:: EXCERPTED DATA ::
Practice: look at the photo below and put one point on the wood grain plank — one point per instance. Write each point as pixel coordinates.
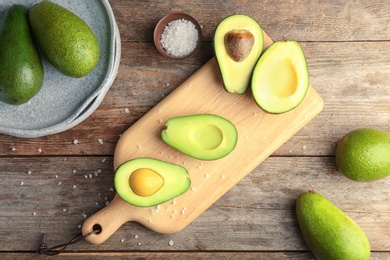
(350, 77)
(300, 20)
(258, 214)
(181, 255)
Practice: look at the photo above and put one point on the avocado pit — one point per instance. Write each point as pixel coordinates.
(238, 44)
(145, 182)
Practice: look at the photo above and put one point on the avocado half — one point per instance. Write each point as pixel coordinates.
(280, 79)
(202, 136)
(238, 44)
(146, 182)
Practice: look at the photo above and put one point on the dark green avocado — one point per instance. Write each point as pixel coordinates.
(202, 136)
(146, 182)
(21, 70)
(66, 40)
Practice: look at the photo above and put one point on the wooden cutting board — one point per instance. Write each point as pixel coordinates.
(260, 134)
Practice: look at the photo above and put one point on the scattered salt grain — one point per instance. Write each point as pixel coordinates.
(179, 38)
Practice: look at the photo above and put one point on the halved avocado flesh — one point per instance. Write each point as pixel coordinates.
(238, 44)
(146, 182)
(281, 78)
(202, 136)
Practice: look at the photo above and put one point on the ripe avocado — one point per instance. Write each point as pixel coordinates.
(146, 182)
(66, 40)
(203, 136)
(238, 44)
(281, 78)
(328, 231)
(21, 70)
(364, 154)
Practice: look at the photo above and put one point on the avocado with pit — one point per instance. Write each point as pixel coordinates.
(238, 44)
(146, 182)
(21, 70)
(67, 41)
(201, 136)
(280, 79)
(328, 231)
(364, 154)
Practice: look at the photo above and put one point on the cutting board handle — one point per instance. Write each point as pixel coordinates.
(108, 220)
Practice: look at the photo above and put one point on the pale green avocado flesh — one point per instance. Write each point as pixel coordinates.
(175, 181)
(202, 136)
(280, 79)
(328, 231)
(238, 44)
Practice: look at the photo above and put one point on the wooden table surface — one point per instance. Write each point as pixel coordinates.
(50, 184)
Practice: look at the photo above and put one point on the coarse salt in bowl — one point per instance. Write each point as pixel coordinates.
(177, 36)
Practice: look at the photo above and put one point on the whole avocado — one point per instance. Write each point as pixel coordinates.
(21, 70)
(66, 40)
(328, 231)
(364, 154)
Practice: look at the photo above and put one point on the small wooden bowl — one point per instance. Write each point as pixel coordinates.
(159, 29)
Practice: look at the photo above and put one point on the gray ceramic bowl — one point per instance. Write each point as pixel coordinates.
(64, 102)
(159, 29)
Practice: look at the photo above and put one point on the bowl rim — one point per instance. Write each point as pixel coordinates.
(159, 28)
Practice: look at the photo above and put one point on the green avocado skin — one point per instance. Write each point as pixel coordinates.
(21, 70)
(328, 231)
(66, 40)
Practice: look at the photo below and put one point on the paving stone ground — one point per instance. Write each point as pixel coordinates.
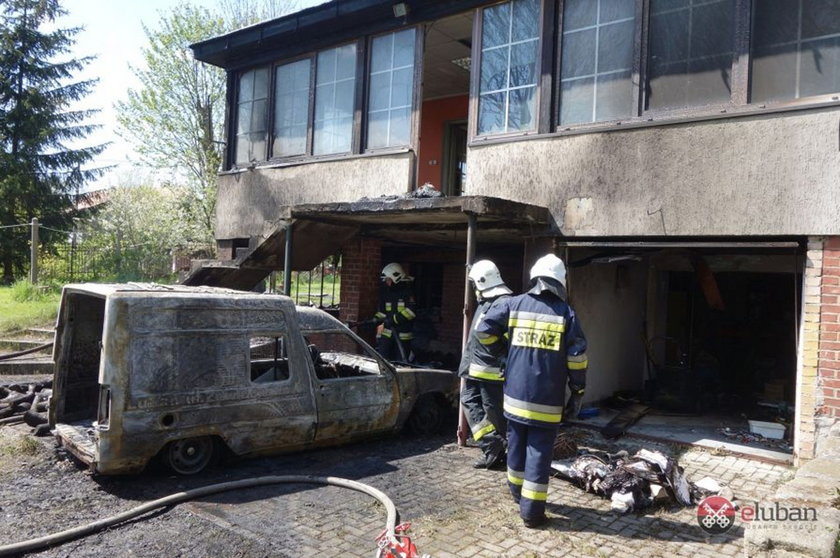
(457, 511)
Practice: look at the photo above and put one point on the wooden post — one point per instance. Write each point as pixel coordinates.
(463, 428)
(33, 253)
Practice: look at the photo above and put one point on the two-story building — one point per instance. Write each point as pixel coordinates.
(683, 157)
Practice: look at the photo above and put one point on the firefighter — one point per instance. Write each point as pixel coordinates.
(547, 348)
(481, 368)
(396, 313)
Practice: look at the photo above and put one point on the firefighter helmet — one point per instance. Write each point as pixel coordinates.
(394, 272)
(551, 267)
(487, 280)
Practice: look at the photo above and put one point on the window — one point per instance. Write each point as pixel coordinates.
(251, 116)
(509, 67)
(269, 359)
(391, 90)
(335, 94)
(597, 49)
(291, 108)
(691, 48)
(795, 49)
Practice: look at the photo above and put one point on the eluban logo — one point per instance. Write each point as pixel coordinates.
(716, 514)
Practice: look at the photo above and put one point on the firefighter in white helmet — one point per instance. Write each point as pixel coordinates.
(546, 348)
(481, 367)
(396, 313)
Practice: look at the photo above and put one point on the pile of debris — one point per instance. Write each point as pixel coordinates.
(26, 403)
(634, 482)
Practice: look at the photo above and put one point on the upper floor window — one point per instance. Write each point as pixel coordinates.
(510, 38)
(795, 49)
(391, 90)
(291, 108)
(596, 70)
(691, 50)
(335, 94)
(252, 116)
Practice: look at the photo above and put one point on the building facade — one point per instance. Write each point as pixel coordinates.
(683, 156)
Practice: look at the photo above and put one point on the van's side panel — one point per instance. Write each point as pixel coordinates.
(187, 374)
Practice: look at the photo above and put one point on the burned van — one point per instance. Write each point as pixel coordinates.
(184, 374)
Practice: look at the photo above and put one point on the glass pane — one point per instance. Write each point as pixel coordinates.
(820, 18)
(491, 113)
(326, 66)
(496, 26)
(576, 101)
(615, 97)
(691, 51)
(344, 99)
(404, 48)
(400, 126)
(246, 86)
(523, 64)
(712, 29)
(346, 62)
(380, 91)
(773, 74)
(402, 87)
(709, 80)
(820, 67)
(521, 114)
(579, 13)
(324, 102)
(615, 46)
(669, 37)
(377, 129)
(259, 114)
(612, 10)
(381, 53)
(578, 54)
(261, 84)
(774, 22)
(526, 20)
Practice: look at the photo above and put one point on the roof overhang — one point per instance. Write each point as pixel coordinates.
(321, 230)
(318, 27)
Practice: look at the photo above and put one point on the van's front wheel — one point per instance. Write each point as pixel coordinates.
(191, 455)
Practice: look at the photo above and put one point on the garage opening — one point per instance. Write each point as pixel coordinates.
(701, 338)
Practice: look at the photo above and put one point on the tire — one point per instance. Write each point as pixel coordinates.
(190, 456)
(428, 416)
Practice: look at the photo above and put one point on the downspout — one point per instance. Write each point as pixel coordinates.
(287, 262)
(463, 428)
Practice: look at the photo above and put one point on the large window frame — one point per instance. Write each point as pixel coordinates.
(359, 126)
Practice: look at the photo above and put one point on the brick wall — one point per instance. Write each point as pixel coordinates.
(818, 389)
(829, 355)
(361, 265)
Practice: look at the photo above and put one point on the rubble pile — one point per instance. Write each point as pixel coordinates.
(633, 482)
(26, 403)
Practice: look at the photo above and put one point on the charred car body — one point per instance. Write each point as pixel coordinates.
(184, 373)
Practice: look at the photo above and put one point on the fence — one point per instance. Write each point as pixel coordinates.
(320, 287)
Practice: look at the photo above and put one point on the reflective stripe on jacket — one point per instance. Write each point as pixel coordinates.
(546, 345)
(482, 361)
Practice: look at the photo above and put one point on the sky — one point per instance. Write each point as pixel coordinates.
(113, 32)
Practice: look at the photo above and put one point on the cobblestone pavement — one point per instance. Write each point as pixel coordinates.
(456, 510)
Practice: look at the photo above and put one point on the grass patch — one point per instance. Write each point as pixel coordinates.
(25, 305)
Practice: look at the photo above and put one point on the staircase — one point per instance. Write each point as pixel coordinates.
(38, 362)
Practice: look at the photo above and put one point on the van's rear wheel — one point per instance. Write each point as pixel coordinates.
(190, 456)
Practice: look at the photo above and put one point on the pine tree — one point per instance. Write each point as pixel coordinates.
(40, 166)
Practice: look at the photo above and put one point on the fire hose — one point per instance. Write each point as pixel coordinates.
(391, 543)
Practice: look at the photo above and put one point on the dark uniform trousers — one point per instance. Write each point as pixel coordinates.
(482, 402)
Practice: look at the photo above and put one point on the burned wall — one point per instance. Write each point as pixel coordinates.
(248, 199)
(759, 175)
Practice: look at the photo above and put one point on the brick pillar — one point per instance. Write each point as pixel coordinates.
(818, 378)
(828, 373)
(361, 264)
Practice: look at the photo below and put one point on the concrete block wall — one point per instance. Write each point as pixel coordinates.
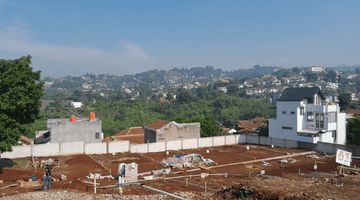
(205, 142)
(265, 140)
(290, 144)
(18, 152)
(119, 146)
(230, 139)
(141, 148)
(95, 148)
(219, 141)
(173, 145)
(71, 148)
(327, 147)
(278, 142)
(51, 149)
(252, 139)
(156, 147)
(190, 143)
(241, 139)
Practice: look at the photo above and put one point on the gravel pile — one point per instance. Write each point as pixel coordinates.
(86, 196)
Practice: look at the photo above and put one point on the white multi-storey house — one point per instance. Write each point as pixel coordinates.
(303, 114)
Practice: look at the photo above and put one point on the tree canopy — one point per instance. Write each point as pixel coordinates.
(354, 131)
(19, 99)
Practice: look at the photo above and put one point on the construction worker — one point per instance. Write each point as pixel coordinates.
(47, 176)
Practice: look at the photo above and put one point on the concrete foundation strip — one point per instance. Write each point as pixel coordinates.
(139, 184)
(100, 164)
(152, 159)
(259, 160)
(234, 153)
(191, 184)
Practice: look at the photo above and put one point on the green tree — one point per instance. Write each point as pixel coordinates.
(19, 99)
(344, 101)
(353, 133)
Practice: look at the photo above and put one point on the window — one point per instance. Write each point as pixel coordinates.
(319, 120)
(311, 100)
(331, 117)
(287, 128)
(310, 116)
(302, 110)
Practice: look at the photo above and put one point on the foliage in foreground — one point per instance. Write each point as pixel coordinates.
(19, 99)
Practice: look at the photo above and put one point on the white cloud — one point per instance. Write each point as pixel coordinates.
(130, 60)
(283, 59)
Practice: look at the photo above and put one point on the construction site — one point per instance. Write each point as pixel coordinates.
(222, 172)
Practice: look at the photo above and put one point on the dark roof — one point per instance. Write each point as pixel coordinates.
(299, 94)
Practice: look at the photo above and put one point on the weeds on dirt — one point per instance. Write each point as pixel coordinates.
(327, 195)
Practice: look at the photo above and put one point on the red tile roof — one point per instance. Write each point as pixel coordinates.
(25, 140)
(135, 135)
(245, 130)
(131, 131)
(157, 124)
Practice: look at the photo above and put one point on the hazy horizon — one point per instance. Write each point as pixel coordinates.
(119, 37)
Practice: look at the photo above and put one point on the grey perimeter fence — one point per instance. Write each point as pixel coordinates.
(56, 149)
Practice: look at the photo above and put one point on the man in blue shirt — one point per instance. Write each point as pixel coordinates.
(47, 176)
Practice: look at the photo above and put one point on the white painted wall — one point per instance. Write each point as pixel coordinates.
(71, 148)
(173, 145)
(157, 147)
(205, 142)
(190, 143)
(219, 141)
(46, 149)
(18, 152)
(119, 146)
(95, 148)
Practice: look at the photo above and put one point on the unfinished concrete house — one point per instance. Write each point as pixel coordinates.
(162, 130)
(64, 130)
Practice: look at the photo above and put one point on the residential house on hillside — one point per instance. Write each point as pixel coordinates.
(64, 130)
(252, 124)
(162, 130)
(303, 114)
(224, 89)
(315, 69)
(271, 80)
(135, 135)
(292, 80)
(254, 91)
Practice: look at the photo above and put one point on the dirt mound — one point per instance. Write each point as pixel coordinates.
(74, 185)
(241, 191)
(12, 175)
(80, 159)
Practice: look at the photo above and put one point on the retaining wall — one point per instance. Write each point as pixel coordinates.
(219, 141)
(119, 146)
(51, 149)
(156, 147)
(173, 145)
(241, 139)
(252, 139)
(18, 152)
(230, 139)
(265, 141)
(95, 148)
(190, 143)
(71, 148)
(205, 142)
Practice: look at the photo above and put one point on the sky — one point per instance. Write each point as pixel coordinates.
(73, 38)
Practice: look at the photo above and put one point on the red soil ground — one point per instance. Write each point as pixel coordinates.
(77, 167)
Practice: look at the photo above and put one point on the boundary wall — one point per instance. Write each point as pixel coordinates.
(54, 149)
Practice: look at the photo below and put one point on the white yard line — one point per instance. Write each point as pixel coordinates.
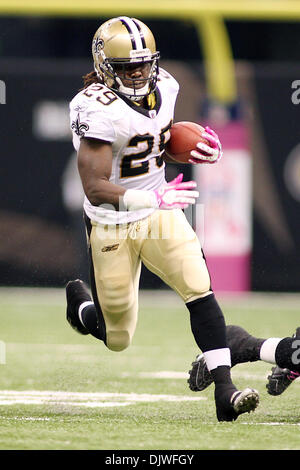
(84, 399)
(160, 297)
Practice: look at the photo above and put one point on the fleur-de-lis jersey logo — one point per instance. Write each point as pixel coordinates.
(79, 128)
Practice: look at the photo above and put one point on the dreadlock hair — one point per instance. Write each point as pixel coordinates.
(90, 78)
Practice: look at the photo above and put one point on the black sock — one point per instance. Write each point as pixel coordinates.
(90, 320)
(287, 354)
(207, 323)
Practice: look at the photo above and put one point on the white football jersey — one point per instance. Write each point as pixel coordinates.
(137, 135)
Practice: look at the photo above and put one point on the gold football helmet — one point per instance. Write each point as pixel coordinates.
(120, 45)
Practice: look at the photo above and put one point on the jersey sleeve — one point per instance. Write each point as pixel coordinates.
(90, 120)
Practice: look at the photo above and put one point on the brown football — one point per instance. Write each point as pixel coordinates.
(184, 137)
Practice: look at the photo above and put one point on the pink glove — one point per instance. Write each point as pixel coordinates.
(176, 195)
(207, 153)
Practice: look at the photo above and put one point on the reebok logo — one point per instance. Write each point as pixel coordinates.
(110, 247)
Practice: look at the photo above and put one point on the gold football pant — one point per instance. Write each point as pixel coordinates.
(168, 247)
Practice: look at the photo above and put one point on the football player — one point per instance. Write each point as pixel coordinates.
(283, 352)
(120, 122)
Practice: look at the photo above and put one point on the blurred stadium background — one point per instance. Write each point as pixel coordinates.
(238, 67)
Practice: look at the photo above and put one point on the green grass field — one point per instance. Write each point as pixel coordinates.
(61, 391)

:: WORK TO COMPLETE ::
Start printing at the line with "on the reebok" and stop after the final line of the listing above, keeping every line exact.

:: OUTPUT BELOW ::
Practice: look at the photo above and put one point on the reebok logo — one point per instance. Write each point as pixel coordinates.
(110, 247)
Practice: look at the photo above and put one point on the gold football pant — one point per instance. Write each point as pixel coordinates.
(168, 247)
Practice: look at the photo above and put one point on the football player — one point per instance. Write each point as pixel coordinates.
(283, 352)
(120, 122)
Practice: look at the photo above and put one point on the blurred stadium background — one point per instance. Write each point as pixel coordinates.
(238, 67)
Practice: look at the photo above and put one point on the green grass field — one point per instance. Write each point as pixel coordinates.
(61, 391)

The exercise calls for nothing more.